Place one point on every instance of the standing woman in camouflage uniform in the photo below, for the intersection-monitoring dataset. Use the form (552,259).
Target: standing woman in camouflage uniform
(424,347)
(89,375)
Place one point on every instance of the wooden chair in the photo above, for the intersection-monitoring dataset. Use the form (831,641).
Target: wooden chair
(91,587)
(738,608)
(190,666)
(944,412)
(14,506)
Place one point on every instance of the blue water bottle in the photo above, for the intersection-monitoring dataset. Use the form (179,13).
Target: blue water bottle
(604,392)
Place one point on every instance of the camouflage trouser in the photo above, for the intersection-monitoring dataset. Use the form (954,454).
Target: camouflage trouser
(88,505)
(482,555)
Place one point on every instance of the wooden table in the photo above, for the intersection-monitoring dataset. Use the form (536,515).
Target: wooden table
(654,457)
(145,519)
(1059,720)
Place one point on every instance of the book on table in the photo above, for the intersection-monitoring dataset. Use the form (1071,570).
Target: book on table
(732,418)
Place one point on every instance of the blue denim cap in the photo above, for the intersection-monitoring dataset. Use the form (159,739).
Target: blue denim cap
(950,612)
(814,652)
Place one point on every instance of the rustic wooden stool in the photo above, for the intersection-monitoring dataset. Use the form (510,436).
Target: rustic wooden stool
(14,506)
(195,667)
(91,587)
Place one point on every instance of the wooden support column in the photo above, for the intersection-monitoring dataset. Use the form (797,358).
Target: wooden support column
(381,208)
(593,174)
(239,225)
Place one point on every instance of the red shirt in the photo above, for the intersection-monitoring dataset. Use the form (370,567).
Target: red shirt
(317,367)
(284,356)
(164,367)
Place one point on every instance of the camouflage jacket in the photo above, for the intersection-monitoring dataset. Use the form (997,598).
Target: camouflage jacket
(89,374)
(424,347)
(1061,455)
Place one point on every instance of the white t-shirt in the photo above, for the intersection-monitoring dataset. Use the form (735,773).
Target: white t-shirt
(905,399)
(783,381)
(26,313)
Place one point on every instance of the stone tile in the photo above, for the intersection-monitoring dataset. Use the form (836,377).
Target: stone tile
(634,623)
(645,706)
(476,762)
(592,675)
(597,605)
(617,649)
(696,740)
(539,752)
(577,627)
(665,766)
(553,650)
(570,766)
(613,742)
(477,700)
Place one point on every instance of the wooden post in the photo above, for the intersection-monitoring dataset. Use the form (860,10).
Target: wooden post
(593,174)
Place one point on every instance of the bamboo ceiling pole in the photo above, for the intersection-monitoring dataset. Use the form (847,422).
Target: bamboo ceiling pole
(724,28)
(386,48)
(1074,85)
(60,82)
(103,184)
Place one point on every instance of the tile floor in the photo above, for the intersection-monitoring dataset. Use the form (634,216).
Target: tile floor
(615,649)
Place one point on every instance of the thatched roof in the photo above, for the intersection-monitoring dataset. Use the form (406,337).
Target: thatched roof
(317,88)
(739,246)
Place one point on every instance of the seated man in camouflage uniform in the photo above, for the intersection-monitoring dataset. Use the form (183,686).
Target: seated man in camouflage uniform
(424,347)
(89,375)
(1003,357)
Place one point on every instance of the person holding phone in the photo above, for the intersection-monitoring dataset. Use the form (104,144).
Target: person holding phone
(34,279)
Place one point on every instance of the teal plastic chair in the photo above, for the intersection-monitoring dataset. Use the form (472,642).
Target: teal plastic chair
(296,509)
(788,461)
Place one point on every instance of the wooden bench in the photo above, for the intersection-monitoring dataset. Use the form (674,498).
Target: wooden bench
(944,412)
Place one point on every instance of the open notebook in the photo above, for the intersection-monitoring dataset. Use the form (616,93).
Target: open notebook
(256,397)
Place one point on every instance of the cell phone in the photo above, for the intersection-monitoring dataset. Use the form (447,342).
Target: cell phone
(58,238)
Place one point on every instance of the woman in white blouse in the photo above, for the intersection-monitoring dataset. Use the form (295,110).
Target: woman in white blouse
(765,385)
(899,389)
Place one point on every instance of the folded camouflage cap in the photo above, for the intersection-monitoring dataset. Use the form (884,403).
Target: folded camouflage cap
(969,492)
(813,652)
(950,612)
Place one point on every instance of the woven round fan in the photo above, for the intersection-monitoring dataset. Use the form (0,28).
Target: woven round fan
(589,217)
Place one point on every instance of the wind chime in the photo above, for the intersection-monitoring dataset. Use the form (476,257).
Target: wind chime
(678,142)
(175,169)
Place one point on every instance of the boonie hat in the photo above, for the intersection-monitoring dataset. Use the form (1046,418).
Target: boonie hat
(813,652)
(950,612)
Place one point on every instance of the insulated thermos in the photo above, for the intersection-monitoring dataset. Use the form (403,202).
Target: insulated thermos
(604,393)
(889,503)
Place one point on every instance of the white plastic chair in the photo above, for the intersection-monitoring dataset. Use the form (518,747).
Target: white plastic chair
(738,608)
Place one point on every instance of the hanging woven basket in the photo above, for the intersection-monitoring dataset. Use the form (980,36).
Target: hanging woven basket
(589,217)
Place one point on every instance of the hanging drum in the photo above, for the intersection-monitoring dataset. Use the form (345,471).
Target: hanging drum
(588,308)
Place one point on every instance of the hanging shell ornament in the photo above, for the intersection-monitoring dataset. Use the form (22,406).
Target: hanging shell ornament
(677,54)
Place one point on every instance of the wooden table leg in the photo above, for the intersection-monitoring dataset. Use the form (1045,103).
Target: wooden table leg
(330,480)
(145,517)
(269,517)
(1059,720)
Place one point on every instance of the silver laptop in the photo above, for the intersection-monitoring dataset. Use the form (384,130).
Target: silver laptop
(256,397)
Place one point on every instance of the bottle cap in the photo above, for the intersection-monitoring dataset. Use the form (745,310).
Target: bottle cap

• • • • •

## What you should do:
Copy out, word for word, everything in the entries above from the line containing "Place one point on every instance of the silver" down to the end of the entries, including both of those lines.

## Solution to this task:
Place one point on every instance of the silver laptop in the photo above, for the intersection-monitoring dataset. Use the form (384,130).
Target: silver laptop
(256,397)
Place one point on every instance of the bottle cap in the photo above, for the intersection-monitoring dataset. Use the form (745,310).
Target: bottle cap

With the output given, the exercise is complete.